_OBJECTIVE_: Count the lines in the rows below that contain the string "sink". Reply with the number only.
-- START AVAILABLE RECORDS --
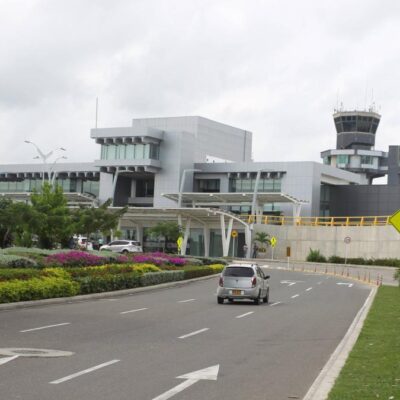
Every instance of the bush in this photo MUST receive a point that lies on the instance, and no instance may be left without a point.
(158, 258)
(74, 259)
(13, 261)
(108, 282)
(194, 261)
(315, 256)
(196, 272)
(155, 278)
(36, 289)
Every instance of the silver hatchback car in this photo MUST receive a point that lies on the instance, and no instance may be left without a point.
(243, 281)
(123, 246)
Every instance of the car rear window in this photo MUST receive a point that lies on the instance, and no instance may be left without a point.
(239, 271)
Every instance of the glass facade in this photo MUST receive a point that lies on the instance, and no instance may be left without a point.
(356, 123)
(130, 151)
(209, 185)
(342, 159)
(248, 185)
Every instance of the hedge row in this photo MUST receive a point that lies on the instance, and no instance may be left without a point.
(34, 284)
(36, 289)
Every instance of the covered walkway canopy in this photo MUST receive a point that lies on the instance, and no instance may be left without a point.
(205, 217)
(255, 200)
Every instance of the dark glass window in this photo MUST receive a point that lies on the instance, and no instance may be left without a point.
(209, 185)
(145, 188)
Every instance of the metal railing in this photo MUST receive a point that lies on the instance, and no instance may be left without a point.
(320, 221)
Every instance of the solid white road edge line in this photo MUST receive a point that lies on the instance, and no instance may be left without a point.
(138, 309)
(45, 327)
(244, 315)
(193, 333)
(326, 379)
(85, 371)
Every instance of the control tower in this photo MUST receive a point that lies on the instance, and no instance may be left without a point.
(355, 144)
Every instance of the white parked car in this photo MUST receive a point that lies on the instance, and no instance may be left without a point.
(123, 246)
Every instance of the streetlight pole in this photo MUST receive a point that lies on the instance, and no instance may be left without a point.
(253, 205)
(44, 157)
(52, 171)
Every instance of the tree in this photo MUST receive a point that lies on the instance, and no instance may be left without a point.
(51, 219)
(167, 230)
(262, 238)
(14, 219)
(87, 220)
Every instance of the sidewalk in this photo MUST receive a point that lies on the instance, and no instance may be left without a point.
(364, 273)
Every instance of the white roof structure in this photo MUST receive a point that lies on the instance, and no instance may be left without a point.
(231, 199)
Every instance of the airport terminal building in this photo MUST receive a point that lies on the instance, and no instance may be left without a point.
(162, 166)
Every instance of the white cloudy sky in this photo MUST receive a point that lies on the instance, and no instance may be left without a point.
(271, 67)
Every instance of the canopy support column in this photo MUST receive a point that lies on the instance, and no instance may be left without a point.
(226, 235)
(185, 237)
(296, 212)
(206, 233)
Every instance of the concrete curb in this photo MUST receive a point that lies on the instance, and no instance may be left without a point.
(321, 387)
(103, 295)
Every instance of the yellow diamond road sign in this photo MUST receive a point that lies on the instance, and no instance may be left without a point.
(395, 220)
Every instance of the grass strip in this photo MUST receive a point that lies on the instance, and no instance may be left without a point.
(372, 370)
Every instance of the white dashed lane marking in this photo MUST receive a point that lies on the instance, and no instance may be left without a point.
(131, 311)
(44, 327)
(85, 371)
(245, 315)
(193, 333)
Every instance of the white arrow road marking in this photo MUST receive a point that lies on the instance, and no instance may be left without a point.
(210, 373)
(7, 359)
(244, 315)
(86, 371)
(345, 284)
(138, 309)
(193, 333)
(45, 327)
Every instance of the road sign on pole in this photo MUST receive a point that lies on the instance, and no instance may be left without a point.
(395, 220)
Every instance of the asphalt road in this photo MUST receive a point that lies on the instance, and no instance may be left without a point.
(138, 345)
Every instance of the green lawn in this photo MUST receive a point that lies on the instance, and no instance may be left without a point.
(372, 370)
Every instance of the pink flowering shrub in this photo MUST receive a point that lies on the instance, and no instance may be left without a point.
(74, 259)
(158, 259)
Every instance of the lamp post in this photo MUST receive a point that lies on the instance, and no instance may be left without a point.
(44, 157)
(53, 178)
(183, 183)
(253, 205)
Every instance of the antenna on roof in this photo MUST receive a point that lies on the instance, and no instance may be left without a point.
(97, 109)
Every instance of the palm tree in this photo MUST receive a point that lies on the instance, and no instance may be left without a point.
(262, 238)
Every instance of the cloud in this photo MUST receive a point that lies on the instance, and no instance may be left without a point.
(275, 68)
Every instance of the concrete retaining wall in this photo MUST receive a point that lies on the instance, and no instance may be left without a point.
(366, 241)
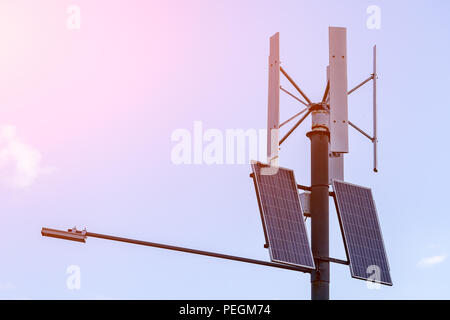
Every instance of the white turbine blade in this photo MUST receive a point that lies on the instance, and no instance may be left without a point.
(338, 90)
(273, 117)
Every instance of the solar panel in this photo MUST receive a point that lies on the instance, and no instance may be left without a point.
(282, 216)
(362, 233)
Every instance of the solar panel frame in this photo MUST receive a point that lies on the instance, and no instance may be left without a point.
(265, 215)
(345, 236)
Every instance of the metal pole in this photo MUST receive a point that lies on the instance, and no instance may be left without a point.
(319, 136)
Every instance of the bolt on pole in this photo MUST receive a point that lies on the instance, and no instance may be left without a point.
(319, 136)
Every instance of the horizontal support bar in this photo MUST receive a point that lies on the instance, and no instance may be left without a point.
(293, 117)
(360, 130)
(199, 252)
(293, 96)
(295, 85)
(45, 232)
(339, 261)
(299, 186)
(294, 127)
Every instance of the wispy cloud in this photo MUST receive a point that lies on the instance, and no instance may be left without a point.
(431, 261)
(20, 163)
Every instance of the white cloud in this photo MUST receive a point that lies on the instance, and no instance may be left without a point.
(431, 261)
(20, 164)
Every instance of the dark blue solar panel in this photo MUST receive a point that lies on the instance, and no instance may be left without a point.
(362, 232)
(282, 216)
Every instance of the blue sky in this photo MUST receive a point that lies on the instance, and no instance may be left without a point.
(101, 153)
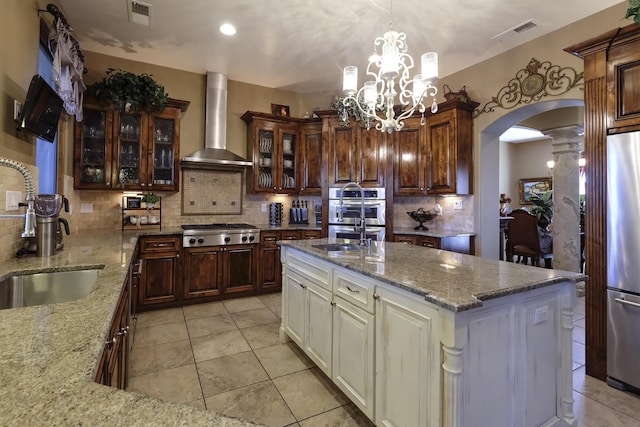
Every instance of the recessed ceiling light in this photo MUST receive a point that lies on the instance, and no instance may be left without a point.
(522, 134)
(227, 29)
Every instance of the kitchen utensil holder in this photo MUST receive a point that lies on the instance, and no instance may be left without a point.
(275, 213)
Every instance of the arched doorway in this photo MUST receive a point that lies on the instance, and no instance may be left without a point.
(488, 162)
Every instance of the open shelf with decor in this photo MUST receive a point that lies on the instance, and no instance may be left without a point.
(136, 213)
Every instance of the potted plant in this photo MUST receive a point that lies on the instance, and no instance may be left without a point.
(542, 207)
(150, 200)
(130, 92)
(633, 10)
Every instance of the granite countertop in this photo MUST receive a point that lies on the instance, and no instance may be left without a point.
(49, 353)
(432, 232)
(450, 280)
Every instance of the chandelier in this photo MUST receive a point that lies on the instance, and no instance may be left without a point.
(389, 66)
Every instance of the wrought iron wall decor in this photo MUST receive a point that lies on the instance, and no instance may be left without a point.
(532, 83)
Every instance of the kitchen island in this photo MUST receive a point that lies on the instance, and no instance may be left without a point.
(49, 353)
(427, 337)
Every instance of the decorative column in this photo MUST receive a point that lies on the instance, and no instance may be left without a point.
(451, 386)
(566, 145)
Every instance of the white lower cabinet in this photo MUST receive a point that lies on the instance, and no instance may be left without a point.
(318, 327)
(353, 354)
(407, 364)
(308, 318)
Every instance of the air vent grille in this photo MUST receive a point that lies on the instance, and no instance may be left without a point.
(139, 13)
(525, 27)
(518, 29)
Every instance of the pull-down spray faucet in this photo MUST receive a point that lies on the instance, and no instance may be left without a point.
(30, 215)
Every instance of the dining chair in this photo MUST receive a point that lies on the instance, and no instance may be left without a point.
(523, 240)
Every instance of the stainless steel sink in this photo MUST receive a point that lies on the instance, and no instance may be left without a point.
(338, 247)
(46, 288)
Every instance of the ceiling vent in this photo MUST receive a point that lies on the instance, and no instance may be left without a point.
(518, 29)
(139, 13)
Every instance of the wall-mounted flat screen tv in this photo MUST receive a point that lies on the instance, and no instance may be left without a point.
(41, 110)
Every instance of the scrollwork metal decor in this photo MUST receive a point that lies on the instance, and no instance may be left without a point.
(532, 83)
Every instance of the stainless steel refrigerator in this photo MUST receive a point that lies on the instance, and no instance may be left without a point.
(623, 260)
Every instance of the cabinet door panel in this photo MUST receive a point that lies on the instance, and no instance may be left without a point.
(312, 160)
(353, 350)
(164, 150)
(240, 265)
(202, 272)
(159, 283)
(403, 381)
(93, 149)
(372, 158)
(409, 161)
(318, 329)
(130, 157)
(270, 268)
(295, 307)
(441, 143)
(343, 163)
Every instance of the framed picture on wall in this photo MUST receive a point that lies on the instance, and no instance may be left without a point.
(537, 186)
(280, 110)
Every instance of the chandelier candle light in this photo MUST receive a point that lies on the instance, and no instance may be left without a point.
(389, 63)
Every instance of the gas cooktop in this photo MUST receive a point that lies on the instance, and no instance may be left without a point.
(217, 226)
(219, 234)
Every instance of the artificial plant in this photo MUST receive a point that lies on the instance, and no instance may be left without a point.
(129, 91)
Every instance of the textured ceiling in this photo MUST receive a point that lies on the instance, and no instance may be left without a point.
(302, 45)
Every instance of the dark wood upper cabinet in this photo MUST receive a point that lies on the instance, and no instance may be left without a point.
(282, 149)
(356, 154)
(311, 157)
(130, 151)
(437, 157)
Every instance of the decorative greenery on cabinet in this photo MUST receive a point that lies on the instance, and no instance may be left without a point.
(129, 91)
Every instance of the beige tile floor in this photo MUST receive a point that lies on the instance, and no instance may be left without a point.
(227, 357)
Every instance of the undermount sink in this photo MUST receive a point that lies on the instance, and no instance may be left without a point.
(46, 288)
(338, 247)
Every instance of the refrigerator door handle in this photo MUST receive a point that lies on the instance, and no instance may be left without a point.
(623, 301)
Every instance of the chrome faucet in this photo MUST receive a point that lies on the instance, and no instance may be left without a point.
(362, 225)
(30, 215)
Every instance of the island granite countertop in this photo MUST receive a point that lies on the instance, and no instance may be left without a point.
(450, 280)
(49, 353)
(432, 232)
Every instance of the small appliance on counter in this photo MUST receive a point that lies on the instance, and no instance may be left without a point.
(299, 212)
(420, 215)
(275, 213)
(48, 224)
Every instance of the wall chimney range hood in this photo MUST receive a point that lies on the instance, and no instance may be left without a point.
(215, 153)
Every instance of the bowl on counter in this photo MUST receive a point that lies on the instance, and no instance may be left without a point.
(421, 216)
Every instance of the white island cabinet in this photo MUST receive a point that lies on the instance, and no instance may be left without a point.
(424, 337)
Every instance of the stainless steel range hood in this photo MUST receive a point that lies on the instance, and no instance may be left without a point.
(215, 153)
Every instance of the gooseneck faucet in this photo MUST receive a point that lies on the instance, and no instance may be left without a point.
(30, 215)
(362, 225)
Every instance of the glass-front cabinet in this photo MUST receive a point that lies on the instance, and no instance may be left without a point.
-- END AVAILABLE RECORDS --
-- START AVAILABLE RECORDS --
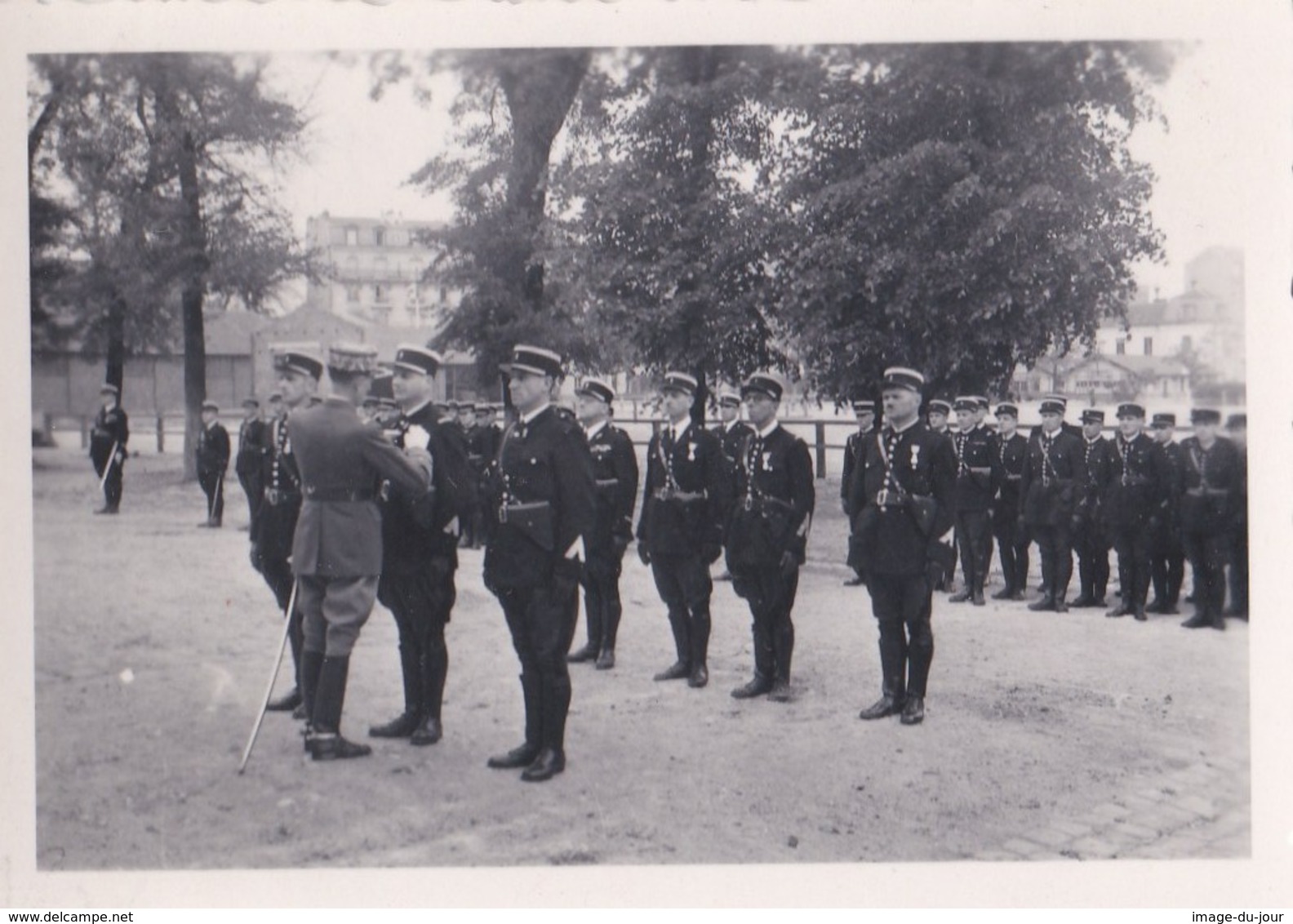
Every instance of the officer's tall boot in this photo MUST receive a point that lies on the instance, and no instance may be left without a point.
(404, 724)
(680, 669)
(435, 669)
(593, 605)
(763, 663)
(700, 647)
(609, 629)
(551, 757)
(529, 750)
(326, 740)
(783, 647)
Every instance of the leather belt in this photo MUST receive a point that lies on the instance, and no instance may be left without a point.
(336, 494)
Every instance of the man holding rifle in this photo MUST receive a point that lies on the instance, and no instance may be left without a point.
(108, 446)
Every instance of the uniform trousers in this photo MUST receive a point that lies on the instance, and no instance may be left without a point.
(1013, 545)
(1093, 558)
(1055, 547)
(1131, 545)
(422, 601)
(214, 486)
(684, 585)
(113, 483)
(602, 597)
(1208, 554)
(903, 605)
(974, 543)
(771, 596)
-- END AVAILABLE RECORDS --
_COMPLETED EXERCISE_: 2